## ЗАДАНИЕ 1
Перепишите из фрагмента текста отрывок, начав со слов «Гершензон был очень» и закончив словами «нервного характера Гершензона.».
## ЗАДАНИЕ 2
Укажите по фрагменту текста, сколько комнат было у Гершензона в мезонине.

## ФРАГМЕНТ ТЕКСТА

- - - - -

Позже Елизавета Николаевна во дворе дома Урусова построила довольно большой, очень уютный дом, в котором внизу поселились: она сама с матерью и ее сестра, бывшая замужем за профессором Котляревским, а верхний этаж с мезонином она специально построила для моей сестры с Михаилом Осиповичем, где они и прожили всю жизнь. У Гершензона в мезонине были две комнаты с простыми деревянными полами без паркета, на старинный лад. Там же размеща-лась и его огромная библиотека.
Гершензон был очень своеобразный человек. При очень принципиальном характере, выдающемся таланте и уме, безукоризненном благородстве и честности, характер у него был трудный, тяжелый и нелюдимый. Он не умел любить людей, относился к ним подозрительно, а в семейной жизни, несмотря на то, что он глубоко любил мою сестру и детей, он был чрезвычайно нервен. Семейная атмосфера жизни сестры, особенно принимая во внимание постоянные материальные трудности ввиду неопределенности заработка Михаила Осиповича, была очень тяжкая, напряженная. С одной стороны, насыщенная глубокими умственными интересами, а с другой — тяжелыми вспышками нервного характера Гершензона.

- - - - -

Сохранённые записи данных

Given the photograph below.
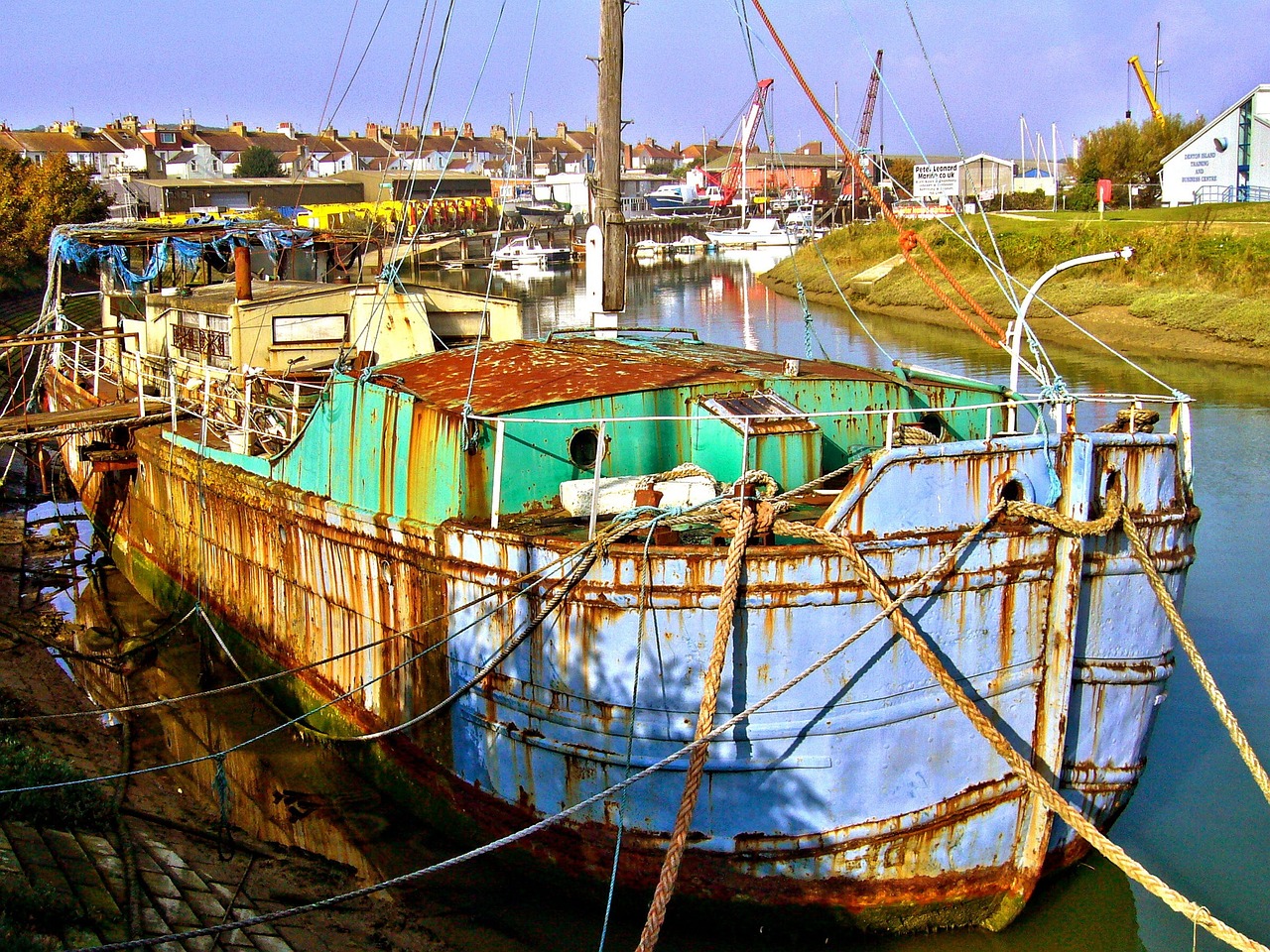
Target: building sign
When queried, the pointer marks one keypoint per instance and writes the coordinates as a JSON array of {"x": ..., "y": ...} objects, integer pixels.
[
  {"x": 1198, "y": 168},
  {"x": 937, "y": 179}
]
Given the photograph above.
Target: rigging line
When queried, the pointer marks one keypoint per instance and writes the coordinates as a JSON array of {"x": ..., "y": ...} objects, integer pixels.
[
  {"x": 400, "y": 229},
  {"x": 644, "y": 611},
  {"x": 524, "y": 580},
  {"x": 588, "y": 549},
  {"x": 849, "y": 308},
  {"x": 361, "y": 61},
  {"x": 380, "y": 303},
  {"x": 453, "y": 145},
  {"x": 405, "y": 90},
  {"x": 244, "y": 744},
  {"x": 976, "y": 320},
  {"x": 502, "y": 214},
  {"x": 547, "y": 821},
  {"x": 930, "y": 67},
  {"x": 427, "y": 45},
  {"x": 339, "y": 60}
]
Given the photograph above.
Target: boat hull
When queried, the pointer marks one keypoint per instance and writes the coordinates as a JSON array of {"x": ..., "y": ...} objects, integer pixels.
[{"x": 862, "y": 793}]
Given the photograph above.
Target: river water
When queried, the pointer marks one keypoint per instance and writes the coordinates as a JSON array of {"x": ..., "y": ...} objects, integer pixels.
[{"x": 1197, "y": 820}]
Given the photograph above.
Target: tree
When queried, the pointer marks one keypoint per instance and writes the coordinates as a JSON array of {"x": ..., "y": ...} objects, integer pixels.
[
  {"x": 35, "y": 197},
  {"x": 258, "y": 163},
  {"x": 901, "y": 172},
  {"x": 1128, "y": 153}
]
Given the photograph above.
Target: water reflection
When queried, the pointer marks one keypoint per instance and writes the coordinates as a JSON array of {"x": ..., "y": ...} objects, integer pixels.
[
  {"x": 303, "y": 794},
  {"x": 1196, "y": 811}
]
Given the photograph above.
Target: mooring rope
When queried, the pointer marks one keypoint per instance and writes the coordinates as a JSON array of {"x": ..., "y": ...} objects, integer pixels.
[
  {"x": 746, "y": 521},
  {"x": 1035, "y": 782},
  {"x": 525, "y": 833}
]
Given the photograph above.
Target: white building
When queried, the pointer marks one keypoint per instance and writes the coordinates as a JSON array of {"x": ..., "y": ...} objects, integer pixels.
[{"x": 1228, "y": 160}]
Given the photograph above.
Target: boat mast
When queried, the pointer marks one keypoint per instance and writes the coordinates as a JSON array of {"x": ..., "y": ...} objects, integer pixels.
[{"x": 608, "y": 146}]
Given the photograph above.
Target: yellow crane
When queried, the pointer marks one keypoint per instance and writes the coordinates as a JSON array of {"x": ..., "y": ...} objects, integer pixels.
[{"x": 1156, "y": 112}]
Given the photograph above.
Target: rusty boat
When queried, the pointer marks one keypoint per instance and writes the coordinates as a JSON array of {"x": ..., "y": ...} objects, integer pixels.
[{"x": 500, "y": 560}]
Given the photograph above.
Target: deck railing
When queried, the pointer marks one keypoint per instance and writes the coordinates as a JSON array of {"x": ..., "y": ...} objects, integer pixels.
[{"x": 254, "y": 413}]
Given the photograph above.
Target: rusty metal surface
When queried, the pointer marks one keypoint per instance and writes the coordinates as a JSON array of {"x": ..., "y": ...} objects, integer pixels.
[
  {"x": 864, "y": 789},
  {"x": 521, "y": 375}
]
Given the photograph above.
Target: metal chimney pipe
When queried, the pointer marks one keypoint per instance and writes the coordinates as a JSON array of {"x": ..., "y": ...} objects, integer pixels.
[{"x": 241, "y": 273}]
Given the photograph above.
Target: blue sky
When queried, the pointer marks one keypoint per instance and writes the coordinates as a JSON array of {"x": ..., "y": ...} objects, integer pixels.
[{"x": 688, "y": 66}]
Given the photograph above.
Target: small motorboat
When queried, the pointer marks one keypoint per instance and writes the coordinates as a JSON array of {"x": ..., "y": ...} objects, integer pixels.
[{"x": 527, "y": 250}]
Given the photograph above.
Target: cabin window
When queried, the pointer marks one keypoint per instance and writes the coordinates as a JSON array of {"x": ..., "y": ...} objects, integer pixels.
[
  {"x": 202, "y": 335},
  {"x": 310, "y": 329},
  {"x": 933, "y": 424}
]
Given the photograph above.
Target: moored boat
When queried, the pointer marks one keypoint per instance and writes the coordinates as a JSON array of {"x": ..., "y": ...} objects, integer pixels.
[
  {"x": 756, "y": 232},
  {"x": 521, "y": 542}
]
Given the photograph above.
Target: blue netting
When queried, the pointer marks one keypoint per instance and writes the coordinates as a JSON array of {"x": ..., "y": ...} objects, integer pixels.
[{"x": 66, "y": 249}]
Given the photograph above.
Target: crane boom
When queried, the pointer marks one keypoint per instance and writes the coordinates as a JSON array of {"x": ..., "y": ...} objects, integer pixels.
[
  {"x": 746, "y": 134},
  {"x": 1156, "y": 112},
  {"x": 851, "y": 188},
  {"x": 870, "y": 102}
]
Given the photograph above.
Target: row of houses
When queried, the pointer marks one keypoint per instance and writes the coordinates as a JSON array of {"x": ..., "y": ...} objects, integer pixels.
[{"x": 190, "y": 151}]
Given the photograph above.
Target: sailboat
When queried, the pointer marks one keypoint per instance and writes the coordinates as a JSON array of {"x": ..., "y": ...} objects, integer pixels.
[{"x": 567, "y": 580}]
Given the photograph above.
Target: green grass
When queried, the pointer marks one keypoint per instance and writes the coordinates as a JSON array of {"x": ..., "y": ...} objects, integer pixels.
[
  {"x": 32, "y": 915},
  {"x": 22, "y": 765}
]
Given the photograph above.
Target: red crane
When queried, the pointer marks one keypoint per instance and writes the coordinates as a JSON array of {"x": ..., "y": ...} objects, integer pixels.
[
  {"x": 849, "y": 186},
  {"x": 746, "y": 132}
]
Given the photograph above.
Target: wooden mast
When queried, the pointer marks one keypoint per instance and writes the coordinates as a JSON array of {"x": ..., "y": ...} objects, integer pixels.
[{"x": 608, "y": 203}]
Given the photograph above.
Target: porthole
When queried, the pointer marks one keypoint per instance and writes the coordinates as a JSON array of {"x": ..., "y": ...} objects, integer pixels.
[
  {"x": 583, "y": 445},
  {"x": 933, "y": 424},
  {"x": 1012, "y": 488}
]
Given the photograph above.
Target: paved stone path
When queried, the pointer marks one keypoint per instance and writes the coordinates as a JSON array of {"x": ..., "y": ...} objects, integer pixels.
[{"x": 175, "y": 896}]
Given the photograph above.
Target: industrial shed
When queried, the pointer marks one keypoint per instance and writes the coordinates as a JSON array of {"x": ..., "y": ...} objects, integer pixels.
[{"x": 1228, "y": 160}]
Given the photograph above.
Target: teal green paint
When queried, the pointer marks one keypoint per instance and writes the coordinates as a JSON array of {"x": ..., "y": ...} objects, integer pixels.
[
  {"x": 367, "y": 445},
  {"x": 380, "y": 451},
  {"x": 257, "y": 465}
]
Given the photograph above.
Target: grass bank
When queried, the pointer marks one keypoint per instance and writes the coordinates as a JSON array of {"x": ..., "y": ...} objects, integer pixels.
[{"x": 1203, "y": 272}]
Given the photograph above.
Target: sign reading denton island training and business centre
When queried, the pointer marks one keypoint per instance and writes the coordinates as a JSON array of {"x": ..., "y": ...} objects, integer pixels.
[{"x": 937, "y": 180}]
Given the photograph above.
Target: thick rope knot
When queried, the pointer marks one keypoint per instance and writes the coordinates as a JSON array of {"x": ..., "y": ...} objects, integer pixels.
[
  {"x": 1110, "y": 518},
  {"x": 758, "y": 480},
  {"x": 766, "y": 517},
  {"x": 1056, "y": 393},
  {"x": 1132, "y": 420}
]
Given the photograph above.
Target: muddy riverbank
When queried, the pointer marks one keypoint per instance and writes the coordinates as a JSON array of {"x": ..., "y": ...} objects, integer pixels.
[{"x": 1111, "y": 324}]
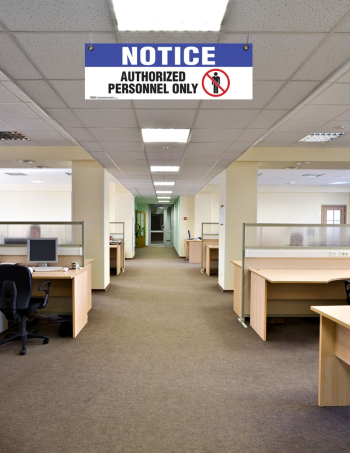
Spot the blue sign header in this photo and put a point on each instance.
(168, 55)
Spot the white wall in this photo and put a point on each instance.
(186, 210)
(25, 202)
(125, 212)
(206, 208)
(297, 204)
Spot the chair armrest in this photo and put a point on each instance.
(47, 292)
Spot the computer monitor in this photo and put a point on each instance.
(15, 240)
(42, 251)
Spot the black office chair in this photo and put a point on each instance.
(16, 302)
(347, 289)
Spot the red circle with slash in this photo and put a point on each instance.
(219, 86)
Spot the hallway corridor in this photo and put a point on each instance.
(163, 366)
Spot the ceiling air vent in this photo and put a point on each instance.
(13, 136)
(16, 174)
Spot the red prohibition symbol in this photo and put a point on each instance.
(216, 83)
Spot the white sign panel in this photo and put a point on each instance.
(168, 71)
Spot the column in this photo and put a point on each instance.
(90, 203)
(238, 196)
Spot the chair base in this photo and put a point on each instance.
(23, 336)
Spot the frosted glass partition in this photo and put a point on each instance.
(286, 245)
(116, 235)
(70, 235)
(210, 236)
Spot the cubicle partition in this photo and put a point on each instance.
(288, 246)
(70, 235)
(210, 236)
(117, 237)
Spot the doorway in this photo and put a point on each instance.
(161, 225)
(333, 215)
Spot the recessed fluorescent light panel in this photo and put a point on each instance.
(165, 135)
(162, 168)
(340, 182)
(179, 15)
(321, 136)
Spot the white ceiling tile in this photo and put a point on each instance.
(165, 37)
(30, 125)
(65, 117)
(326, 60)
(16, 111)
(43, 94)
(299, 126)
(319, 113)
(167, 119)
(296, 16)
(106, 117)
(291, 95)
(251, 135)
(122, 147)
(59, 55)
(337, 93)
(214, 148)
(166, 104)
(6, 127)
(221, 119)
(14, 62)
(267, 118)
(116, 135)
(91, 146)
(285, 137)
(263, 92)
(73, 93)
(214, 135)
(6, 97)
(277, 56)
(43, 135)
(36, 15)
(80, 134)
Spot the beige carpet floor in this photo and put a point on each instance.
(164, 366)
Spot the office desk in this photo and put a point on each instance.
(193, 251)
(70, 293)
(115, 254)
(211, 253)
(334, 363)
(283, 292)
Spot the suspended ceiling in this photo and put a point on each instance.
(297, 46)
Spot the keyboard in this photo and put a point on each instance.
(47, 269)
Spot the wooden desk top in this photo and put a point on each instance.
(302, 275)
(338, 313)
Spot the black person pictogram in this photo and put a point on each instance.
(217, 80)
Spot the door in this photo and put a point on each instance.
(333, 215)
(140, 229)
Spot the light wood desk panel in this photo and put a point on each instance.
(211, 253)
(334, 362)
(276, 292)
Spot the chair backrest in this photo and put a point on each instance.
(22, 278)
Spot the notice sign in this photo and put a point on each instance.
(168, 71)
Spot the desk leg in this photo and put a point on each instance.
(334, 373)
(258, 305)
(207, 261)
(80, 301)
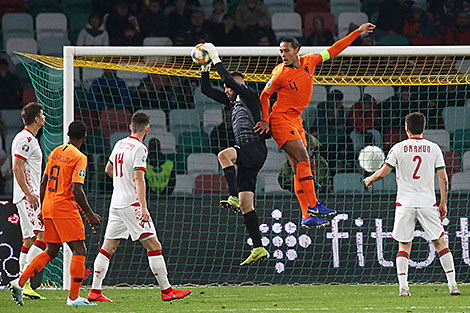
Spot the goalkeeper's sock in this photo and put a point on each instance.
(301, 197)
(304, 174)
(100, 268)
(23, 259)
(77, 270)
(158, 267)
(36, 265)
(37, 248)
(447, 262)
(231, 177)
(402, 269)
(252, 225)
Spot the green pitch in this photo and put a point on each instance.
(278, 298)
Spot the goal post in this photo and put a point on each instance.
(203, 244)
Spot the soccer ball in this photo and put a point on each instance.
(371, 158)
(199, 55)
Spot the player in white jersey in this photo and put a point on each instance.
(27, 162)
(415, 161)
(128, 214)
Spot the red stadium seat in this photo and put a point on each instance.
(210, 183)
(114, 120)
(327, 17)
(452, 160)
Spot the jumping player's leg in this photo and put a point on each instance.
(227, 159)
(158, 267)
(404, 249)
(100, 268)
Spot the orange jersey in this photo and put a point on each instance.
(65, 165)
(294, 86)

- - - - -

## ПИСЬМЕННЫЙ ОТВЕТ 1
Гершензон был очень своеобразный человек. При очень принципиальном характере, выдающемся таланте и уме, безукоризненном благородстве и честности, характер у него был трудный, тяжелый и нелюдимый. Он не умел любить людей, относился к ним подозрительно, а в семейной жизни, несмотря на то, что он глубоко любил мою сестру и детей, он был чрезвычайно нервен. Семейная атмосфера жизни сестры, особенно принимая во внимание постоянные материальные трудности ввиду неопределенности заработка Михаила Осиповича, была очень тяжкая, напряженная. С одной стороны, насыщенная глубокими умственными интересами, а с другой — тяжелыми вспышками нервного характера Гершензона.

## ПИСЬМЕННЫЙ ОТВЕТ 2
Две комнаты.